*Required work*
1) In the passage on heart contraction below, what generates the electric stimuli that control the heart's contraction at the cellular level?
2) Reproduce the part of the passage on heart contraction below that lies between "Treatment of electrical" and "a susceptible area.", inclusive.

*Text block*
======

Many activities of the human body involve the contraction of muscles. For instance, movement of the limbs, breathing activity, etc. The most complex and vital muscular activity of the human body is that of the heart, which functions as a pump and which, by contracting at the required times and in the required manner, controls the flow of blood throughout the body.
The heart is composed of different parts, which contract differently and with different timing, in order to permit the aforementioned pumping activity. The contraction of the heart is controlled by electric stimuli, which are generated at the cellular level by chemical reaction. However, it is well known in the art to control such activity, i.e., the timing of the contraction of the cardiac muscle, by the action of externally applied electric stimuli, through the so-called “pace maker”.
In a copending PCT patent application No. PCT/IL97/00012, filed Jan. 8, 1997, the specification of which is incorporated herein by reference, of which the inventors herein are also inventors, there is described a method and apparatus for modifying the force contraction of at least a portion of a heart chamber, which comprises applying a non-excitatory electric field, for a predetermined period of time, at a delay after activation.
In the aforesaid PCT patent application No. PCT/IL97/00012 and in another copending PCT/IL patent application of the same applicants herein, filed on the same day as the present application, entitled “Apparatus and Method for Controlling the Contractility of Muscles”, and identified as the specification of which is incorporated herein by reference, there is described a method and apparatus for decreasing the force contraction of at least a portion of a heart chamber, which comprises applying a non-excitatory electric field, for a predetermined period of time, at a delay after activation. The ability to reduce the contractility is of importance in a variety of situations, e.g., during surgery or as an aid in healing of hibernated areas of a heart after myocardial infarct.
The mechanical activity of excitable cells is directly connected to their electric activity. This is most evident in the activity of the heart, which has a relatively complex electric functioning which is responsible for pacing, contraction of various areas of the cardiac muscle, as well as to the organized consecutive or simultaneous contraction of various zones. Any disturbance in the electric function of the cells may severely affect, or even stop mechanical activities of the cell. Conduction problems are also related to a variety of congenital and acquired diseases. A detailed discussion of such phenomena can be found, e.g., in the book by Donald M. Bers, “Excitation-Contraction Coupling and Cardiac Contractile Force”, Kluwer Academic Publishers, Dordrecut, Boston, London, 1993.
Treatment of electrical cellular malfunctioning is mainly confined to systemic treatment, such as by drugs or, in some cases with heart diseases, a pace maker may be required. Localized treatment, such as local ablation, is also sometime attempted. However, there are several conditions that cannot be treated by localized treatment, unless the activity of the relevant muscle is totally blocked for a suitable period of time, in a reversible manner. One example of such a condition is ventricular fibrillation or ventricular tachycardia arrhythmias, which can be induced by abnormal activity localized in a susceptible area.

======

*Extracted information*
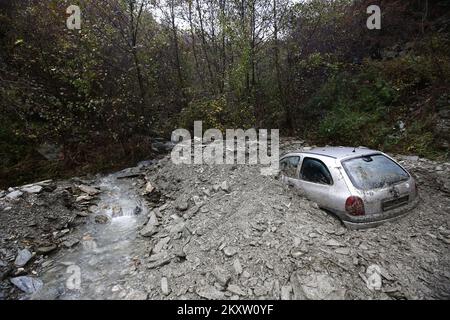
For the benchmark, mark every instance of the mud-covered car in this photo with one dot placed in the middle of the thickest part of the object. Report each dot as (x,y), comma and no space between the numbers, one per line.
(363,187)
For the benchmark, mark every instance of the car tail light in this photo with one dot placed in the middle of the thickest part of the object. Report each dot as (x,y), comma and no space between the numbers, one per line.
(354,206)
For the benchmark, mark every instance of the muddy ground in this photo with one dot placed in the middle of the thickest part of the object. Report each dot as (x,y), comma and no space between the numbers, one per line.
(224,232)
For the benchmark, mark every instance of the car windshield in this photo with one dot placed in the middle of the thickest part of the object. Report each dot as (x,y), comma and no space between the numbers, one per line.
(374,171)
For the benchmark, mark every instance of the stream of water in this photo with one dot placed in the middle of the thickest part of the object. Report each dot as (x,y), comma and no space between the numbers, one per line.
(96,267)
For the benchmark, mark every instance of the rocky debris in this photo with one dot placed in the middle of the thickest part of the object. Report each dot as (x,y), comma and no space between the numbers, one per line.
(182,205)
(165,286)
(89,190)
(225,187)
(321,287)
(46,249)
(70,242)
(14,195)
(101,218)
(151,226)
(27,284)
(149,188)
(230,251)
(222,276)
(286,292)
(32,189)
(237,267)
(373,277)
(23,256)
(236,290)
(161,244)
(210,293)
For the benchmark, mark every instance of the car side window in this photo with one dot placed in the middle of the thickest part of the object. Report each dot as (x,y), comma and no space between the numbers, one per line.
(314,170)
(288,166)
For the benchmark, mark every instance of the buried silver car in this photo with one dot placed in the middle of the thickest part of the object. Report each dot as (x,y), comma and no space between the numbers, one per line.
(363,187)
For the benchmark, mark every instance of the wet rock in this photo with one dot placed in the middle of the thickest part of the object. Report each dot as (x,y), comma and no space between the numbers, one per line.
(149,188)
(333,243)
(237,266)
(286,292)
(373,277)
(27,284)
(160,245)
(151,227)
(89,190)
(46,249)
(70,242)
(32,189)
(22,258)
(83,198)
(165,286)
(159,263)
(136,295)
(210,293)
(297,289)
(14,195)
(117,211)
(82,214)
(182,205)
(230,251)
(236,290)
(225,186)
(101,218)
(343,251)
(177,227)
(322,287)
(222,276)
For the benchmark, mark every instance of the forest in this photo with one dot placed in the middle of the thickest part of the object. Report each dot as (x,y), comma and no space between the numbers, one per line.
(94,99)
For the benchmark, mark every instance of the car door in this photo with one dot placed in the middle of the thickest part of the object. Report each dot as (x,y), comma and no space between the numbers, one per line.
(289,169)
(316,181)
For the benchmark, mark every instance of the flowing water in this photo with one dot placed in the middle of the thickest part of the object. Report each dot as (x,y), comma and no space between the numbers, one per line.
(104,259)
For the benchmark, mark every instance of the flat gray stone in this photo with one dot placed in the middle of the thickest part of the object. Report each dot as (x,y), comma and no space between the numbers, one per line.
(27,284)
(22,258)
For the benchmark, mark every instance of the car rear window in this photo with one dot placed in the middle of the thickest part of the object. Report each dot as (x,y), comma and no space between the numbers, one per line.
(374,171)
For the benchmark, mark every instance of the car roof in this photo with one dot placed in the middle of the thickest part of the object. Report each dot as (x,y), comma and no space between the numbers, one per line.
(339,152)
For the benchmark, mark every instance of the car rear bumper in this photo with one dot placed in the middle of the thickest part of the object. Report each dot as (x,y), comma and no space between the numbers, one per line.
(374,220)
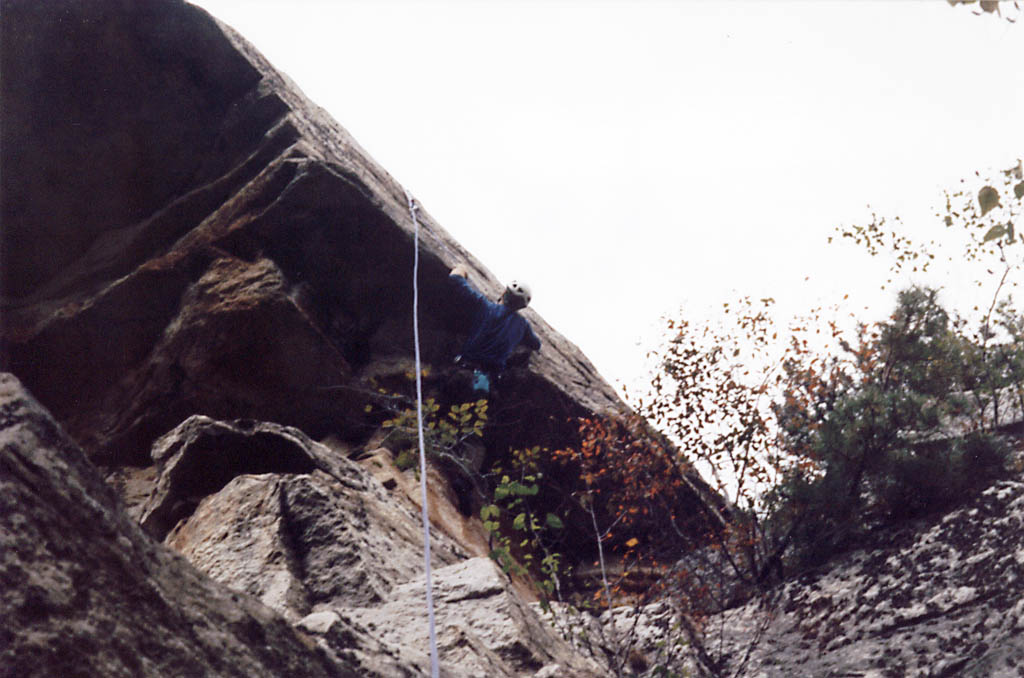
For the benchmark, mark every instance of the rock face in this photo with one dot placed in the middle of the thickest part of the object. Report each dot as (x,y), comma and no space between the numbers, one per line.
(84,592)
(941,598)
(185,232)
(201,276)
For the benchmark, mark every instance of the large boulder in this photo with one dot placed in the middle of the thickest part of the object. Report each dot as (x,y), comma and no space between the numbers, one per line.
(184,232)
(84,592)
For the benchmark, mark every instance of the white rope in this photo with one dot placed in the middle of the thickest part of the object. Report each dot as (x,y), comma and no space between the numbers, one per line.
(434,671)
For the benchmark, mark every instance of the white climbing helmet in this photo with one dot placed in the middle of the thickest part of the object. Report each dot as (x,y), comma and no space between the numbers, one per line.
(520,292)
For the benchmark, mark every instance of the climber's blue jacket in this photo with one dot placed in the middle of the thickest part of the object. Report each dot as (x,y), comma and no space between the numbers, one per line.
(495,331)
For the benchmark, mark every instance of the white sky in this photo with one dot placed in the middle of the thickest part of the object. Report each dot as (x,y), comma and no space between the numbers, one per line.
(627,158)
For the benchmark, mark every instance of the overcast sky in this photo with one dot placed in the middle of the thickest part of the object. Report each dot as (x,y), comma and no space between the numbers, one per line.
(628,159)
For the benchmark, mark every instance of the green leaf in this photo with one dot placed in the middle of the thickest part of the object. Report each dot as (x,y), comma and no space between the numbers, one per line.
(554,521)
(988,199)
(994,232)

======

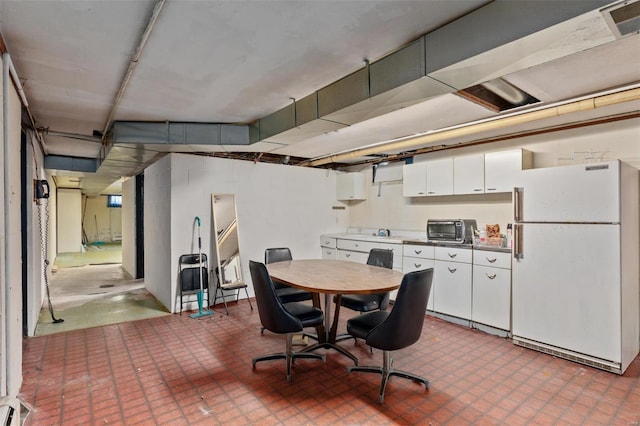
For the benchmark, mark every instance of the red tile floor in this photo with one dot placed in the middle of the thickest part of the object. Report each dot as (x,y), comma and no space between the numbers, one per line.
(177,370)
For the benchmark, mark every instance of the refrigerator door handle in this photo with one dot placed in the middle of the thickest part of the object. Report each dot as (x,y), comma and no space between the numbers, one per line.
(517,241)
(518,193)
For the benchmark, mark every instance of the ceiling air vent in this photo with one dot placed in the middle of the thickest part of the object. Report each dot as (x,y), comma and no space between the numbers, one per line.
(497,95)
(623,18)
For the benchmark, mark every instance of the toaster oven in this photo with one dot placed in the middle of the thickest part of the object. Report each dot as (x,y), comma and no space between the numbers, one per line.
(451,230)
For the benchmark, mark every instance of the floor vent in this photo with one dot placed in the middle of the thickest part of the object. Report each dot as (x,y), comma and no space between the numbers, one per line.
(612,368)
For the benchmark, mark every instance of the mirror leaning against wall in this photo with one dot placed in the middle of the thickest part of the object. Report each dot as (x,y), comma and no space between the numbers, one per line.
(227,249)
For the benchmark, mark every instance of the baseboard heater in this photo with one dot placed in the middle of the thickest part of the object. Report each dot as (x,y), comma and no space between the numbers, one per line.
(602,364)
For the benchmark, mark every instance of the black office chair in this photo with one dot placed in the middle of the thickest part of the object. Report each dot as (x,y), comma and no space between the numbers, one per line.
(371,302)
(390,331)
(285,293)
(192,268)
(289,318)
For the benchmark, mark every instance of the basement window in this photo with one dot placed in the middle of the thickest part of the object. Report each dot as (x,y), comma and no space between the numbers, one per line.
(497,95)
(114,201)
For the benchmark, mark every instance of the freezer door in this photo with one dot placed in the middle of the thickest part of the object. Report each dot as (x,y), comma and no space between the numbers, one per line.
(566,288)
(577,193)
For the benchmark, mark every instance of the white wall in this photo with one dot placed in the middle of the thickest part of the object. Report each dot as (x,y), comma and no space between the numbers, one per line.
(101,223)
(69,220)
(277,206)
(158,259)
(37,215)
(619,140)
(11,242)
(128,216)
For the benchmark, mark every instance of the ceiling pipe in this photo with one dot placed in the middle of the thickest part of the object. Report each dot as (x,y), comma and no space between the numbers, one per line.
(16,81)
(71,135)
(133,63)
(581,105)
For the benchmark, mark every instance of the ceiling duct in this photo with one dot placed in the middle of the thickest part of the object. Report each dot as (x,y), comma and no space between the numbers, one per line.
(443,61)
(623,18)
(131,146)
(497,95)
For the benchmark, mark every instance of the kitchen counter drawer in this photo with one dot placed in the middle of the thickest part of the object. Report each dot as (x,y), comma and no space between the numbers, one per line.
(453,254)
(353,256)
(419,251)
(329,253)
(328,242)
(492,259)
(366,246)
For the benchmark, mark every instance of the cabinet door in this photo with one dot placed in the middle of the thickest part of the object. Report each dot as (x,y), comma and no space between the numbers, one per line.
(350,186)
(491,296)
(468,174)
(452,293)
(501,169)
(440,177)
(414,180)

======

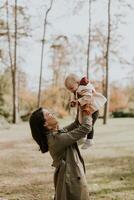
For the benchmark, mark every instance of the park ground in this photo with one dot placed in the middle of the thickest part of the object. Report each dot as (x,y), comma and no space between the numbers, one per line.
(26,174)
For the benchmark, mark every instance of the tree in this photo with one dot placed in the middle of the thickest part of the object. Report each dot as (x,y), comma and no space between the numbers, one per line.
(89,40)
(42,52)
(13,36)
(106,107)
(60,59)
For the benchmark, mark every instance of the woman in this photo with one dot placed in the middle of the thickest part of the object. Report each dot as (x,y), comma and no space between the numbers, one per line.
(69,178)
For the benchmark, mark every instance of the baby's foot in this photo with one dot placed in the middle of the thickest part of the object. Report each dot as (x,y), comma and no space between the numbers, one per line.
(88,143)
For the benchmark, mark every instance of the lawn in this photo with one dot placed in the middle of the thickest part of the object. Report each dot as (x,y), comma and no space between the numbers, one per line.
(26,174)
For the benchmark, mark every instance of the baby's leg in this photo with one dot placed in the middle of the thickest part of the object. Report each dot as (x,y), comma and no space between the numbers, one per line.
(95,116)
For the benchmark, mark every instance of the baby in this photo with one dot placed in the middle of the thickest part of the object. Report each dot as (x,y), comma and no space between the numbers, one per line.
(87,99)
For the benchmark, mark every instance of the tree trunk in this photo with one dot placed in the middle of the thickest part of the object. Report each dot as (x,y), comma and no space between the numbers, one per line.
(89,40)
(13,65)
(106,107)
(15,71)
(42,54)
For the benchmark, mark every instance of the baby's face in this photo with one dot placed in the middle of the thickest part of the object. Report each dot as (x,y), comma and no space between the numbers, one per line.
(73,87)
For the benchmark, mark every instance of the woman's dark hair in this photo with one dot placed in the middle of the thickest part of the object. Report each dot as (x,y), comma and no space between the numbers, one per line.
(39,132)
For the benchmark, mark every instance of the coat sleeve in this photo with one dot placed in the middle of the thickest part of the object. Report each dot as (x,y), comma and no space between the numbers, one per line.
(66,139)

======

*Responses to the exercise*
1) Chemical reaction generates them.

2)
Treatment of electrical cellular malfunctioning is mainly confined to systemic treatment, such as by drugs or, in some cases with heart diseases, a pace maker may be required. Localized treatment, such as local ablation, is also sometime attempted. However, there are several conditions that cannot be treated by localized treatment, unless the activity of the relevant muscle is totally blocked for a suitable period of time, in a reversible manner. One example of such a condition is ventricular fibrillation or ventricular tachycardia arrhythmias, which can be induced by abnormal activity localized in a susceptible area.